REQUEST:
Starting at the line that holds "of the woman", set down each line through the end of the listing, exactly as written and with nothing added.

SUPPLIED ENTRIES:
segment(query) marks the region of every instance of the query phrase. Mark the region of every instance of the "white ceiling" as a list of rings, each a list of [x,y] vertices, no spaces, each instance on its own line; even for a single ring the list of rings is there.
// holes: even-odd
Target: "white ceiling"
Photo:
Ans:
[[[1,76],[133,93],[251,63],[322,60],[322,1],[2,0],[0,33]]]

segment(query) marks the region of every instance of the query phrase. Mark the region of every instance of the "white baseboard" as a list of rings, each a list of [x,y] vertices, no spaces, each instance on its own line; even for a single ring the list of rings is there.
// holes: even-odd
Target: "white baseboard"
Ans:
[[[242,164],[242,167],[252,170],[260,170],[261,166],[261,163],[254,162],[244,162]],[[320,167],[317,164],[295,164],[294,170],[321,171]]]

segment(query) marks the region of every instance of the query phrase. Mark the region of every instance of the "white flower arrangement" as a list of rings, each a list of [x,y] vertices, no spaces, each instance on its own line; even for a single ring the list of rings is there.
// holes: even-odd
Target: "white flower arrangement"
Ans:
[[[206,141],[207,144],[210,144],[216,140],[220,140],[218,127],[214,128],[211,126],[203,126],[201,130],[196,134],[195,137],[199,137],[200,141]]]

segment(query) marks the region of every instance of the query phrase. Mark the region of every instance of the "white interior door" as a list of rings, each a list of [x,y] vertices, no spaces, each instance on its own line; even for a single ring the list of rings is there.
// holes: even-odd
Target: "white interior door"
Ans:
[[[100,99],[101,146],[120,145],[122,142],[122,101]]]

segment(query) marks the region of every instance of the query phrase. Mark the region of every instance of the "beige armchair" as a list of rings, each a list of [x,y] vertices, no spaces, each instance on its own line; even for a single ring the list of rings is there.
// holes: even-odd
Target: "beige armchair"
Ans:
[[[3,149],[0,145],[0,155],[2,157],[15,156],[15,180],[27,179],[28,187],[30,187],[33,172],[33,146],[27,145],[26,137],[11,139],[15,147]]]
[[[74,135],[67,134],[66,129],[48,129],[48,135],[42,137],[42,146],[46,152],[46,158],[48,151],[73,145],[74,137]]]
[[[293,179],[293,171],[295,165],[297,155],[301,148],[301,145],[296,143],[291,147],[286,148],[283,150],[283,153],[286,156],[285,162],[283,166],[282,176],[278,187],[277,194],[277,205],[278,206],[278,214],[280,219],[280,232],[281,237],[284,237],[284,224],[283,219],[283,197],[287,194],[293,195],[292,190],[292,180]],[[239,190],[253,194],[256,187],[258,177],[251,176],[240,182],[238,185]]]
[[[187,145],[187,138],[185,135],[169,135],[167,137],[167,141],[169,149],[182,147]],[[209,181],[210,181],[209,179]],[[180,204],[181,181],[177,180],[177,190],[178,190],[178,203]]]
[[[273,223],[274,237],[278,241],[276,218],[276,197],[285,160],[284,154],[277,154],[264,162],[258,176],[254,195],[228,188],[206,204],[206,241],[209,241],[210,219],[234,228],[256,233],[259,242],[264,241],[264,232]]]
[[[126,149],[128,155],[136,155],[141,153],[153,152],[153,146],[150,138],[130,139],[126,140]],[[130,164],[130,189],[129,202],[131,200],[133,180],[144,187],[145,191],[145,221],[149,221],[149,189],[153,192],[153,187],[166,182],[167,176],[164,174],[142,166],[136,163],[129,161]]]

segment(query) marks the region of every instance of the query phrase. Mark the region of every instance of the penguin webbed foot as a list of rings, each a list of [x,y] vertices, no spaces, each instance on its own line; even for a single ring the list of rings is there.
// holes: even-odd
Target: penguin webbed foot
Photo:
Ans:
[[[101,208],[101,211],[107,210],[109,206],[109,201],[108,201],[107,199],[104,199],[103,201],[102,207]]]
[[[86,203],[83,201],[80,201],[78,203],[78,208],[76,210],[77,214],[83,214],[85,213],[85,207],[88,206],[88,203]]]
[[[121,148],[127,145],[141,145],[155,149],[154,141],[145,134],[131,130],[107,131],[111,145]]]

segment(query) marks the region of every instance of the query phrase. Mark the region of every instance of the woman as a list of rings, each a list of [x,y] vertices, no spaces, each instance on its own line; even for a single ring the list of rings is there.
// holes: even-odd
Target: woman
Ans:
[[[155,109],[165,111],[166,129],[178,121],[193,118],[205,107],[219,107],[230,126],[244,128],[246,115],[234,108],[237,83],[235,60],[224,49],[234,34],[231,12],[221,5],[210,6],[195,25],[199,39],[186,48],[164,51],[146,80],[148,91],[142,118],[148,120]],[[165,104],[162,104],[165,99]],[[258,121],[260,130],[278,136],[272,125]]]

THE COMPLETED TASK:
segment(query) marks the region of every instance of the query phrase. Mark the region of every instance of the woman as a list of rings, each a list of [x,y] vertices, no spaces, each instance on its own line; even for a single ring the list of rings is there.
// holes: even-odd
Target: woman
Ans:
[[[155,109],[165,111],[166,129],[178,121],[193,118],[205,107],[219,107],[230,126],[244,128],[246,115],[234,108],[237,83],[235,60],[224,49],[234,34],[231,12],[221,5],[210,6],[195,25],[199,39],[186,48],[164,51],[146,80],[148,91],[142,118],[148,120]],[[165,104],[162,104],[165,99]],[[258,121],[260,130],[278,136],[272,125]]]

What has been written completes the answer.